Saved entries:
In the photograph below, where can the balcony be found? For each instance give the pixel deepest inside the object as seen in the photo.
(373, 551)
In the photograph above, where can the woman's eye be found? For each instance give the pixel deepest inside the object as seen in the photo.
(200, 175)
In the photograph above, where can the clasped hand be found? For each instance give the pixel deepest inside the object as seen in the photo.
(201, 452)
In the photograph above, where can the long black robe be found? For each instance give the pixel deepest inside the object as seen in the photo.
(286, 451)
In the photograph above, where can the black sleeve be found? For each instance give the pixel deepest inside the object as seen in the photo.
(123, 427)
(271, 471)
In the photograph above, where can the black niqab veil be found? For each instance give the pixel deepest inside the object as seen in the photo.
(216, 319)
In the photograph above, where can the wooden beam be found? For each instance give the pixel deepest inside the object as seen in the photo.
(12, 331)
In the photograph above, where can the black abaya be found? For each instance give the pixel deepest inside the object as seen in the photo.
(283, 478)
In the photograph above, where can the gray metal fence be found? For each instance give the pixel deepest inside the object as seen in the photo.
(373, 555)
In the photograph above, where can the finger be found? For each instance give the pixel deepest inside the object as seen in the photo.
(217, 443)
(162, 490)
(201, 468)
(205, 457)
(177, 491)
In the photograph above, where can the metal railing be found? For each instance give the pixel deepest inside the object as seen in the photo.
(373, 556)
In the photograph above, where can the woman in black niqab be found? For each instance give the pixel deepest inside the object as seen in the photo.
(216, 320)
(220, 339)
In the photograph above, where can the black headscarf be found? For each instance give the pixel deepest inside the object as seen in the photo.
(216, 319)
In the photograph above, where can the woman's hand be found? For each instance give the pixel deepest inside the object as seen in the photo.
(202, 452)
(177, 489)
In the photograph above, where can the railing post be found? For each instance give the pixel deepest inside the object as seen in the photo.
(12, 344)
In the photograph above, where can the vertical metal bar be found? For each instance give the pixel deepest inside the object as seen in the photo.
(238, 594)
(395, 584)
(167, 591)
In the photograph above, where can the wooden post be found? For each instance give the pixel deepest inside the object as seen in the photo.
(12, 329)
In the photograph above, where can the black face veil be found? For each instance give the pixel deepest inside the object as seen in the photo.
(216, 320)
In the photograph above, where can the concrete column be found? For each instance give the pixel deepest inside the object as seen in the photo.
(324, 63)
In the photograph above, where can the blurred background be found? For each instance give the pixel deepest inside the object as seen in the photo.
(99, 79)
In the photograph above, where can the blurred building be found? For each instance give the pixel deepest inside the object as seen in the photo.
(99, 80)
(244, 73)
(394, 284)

DIRECTIONS FOR THIS TASK: Put down all the data once more, exactly as it appears above.

REPLY TO THE TASK:
In the photograph below, where can the balcony be found? For each instance give the pixel deepest inside the object as seen in the photo.
(373, 551)
In the photograph above, where can the woman's eye be found? For each instance give the pixel deepest inside the object as seen in the photo.
(200, 175)
In the photograph above, where can the clasped hand be found? For each instance give the pixel deepest inside the object as seen in the photo.
(201, 452)
In the photograph above, where can the long black robe be found? For each instance give the pixel deepest inside the object as seen in the photo.
(286, 451)
In the photograph above, where can the black sleeve be found? For each instance give the pixel deepest inside the object as seen in the photo.
(123, 427)
(271, 471)
In the photograph above, where can the black niqab veil be found? For each instance give the pixel deepest inside the object as seen in the photo.
(216, 319)
In the photograph above, where can the wooden beam be found? For each instance give the pixel deepest inside the object as seen in the photo.
(12, 331)
In the photograph above, where can the black abaya be found? For each instance give the pixel deepest inside the object as seen in the photo.
(283, 478)
In the photograph above, where can the gray metal fence be found? For each instance give the pixel deepest inside the object as seen in the photo.
(373, 555)
In the photograph above, where can the finger be found? For each instance give the pixel deepest inside the object as seen in the photo.
(217, 443)
(162, 490)
(201, 468)
(205, 457)
(177, 491)
In the photograph above, where can the metal railing be found? For each instance give the pixel deepest inside the object as seen in the photo.
(373, 556)
In the photograph above, where can the woman in black niqab be found? For each instance give the pixel deepest inside the object as seen in the photo.
(216, 320)
(220, 339)
In the photograph above, where can the black headscarf be found? For each instance give the pixel deepest inside the object as seen in the photo.
(216, 319)
In the photograph above, where can the woman's hand be found? For each instance give the pixel deepest inside the object as seen in the photo.
(202, 452)
(177, 489)
In the photograph above, where can the railing post be found? For each instance give the pixel deepest inside the object as seen in the photo.
(12, 344)
In the photograph above, where can the vertical metal bar be found? For each instance give the pixel deepest inside the object as seen in the photo.
(238, 594)
(395, 584)
(167, 591)
In the photograph above, where can the wooden post be found? For each instance give the pixel deepest inside the object as seen in the photo.
(12, 329)
In the photograph above, where can the black face veil be found? For each instance give the pixel deepest inside the object as seen in the photo.
(216, 320)
In the photograph above, where can the concrete column be found? For each instance give the pixel deepest inside the object as seen in the photo.
(324, 63)
In the photograph above, where can the blurred background be found? For each instance give the pixel deepest inside the object as seen in the photo.
(99, 79)
In the photograph above, where can the blurred building be found? For each instance give the pixel deepest inside the object as seen in the photo.
(99, 80)
(244, 73)
(394, 284)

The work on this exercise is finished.